CONSIGNE: Recopiez mot pour mot l'intégralité de la notice biographique de Camille Louis présentée ci-dessous.

Camille Louis est artiste dramaturge, co-initiatrice du collectif kom.post (composé de chercheurs, artistes et activistes) et docteure en philosophie. Elle a soutenu en 2016 sa thèse à l’Université Paris 8 sur La Recomposition de la politique dans les décompositions des politiques. Conflictualité des dramaturgies politiques. Elle est dramaturge associée à La Bellone (Bruxelles) ainsi que pour différents festivals en Europe. Ses travaux artistiques ont été montrés au festival d’Avignon, festival TanzImAugust de Berlin, Biennale de Moscou, festival MIR d’Athenes, etc. et, en 2017, au festival Experimenta Sur de Bogota. Ses recherches en philosophie se déplacent régulièrement de la rédaction d’essais à des terrains d’action concret, en particulier, depuis quelques années, celui lié aux situations d’exil et d’hospitalité.

DONNÉES:
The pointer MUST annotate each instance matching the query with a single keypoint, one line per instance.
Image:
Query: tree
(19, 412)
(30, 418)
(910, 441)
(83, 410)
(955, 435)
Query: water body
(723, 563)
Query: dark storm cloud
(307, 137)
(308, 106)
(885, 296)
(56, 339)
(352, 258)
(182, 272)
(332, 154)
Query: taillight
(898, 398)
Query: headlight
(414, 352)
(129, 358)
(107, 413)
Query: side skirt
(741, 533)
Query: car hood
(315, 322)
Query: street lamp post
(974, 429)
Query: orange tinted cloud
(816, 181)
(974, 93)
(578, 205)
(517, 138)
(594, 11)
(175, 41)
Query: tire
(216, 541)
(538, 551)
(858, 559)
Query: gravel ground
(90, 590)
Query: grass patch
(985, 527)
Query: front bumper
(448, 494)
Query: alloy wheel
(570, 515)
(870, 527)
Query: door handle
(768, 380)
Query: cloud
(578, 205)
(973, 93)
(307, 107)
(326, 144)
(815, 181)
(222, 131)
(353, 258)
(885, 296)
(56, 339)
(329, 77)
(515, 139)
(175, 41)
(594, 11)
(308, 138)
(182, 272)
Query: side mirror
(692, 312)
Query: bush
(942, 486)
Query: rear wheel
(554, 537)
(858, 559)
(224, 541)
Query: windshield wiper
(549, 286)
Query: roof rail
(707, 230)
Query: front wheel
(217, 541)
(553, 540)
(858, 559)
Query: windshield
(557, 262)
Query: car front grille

RÉPONSE RÉDIGÉE:
Camille Louis est artiste dramaturge, co-initiatrice du collectif kom.post (composé de chercheurs, artistes et activistes) et docteure en philosophie. Elle a soutenu en 2016 sa thèse à l’Université Paris 8 sur La Recomposition de la politique dans les décompositions des politiques. Conflictualité des dramaturgies politiques. Elle est dramaturge associée à La Bellone (Bruxelles) ainsi que pour différents festivals en Europe. Ses travaux artistiques ont été montrés au festival d’Avignon, festival TanzImAugust de Berlin, Biennale de Moscou, festival MIR d’Athenes, etc. et, en 2017, au festival Experimenta Sur de Bogota. Ses recherches en philosophie se déplacent régulièrement de la rédaction d’essais à des terrains d’action concret, en particulier, depuis quelques années, celui lié aux situations d’exil et d’hospitalité.